- **Task details**: Please update each of the entries below by changing "instance" to "region", keeping everything else the same.

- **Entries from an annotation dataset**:
──────

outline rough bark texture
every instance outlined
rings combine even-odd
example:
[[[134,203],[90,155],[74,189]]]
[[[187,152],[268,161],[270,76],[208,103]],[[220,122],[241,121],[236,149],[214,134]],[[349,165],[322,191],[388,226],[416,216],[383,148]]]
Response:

──────

- **Final result**:
outline rough bark texture
every region outlined
rings combine even-odd
example:
[[[134,203],[90,155],[74,189]]]
[[[187,152],[268,161],[270,76],[208,103]],[[220,122],[241,121],[236,149],[214,134]],[[349,165],[322,191],[388,226],[416,216],[383,148]]]
Response:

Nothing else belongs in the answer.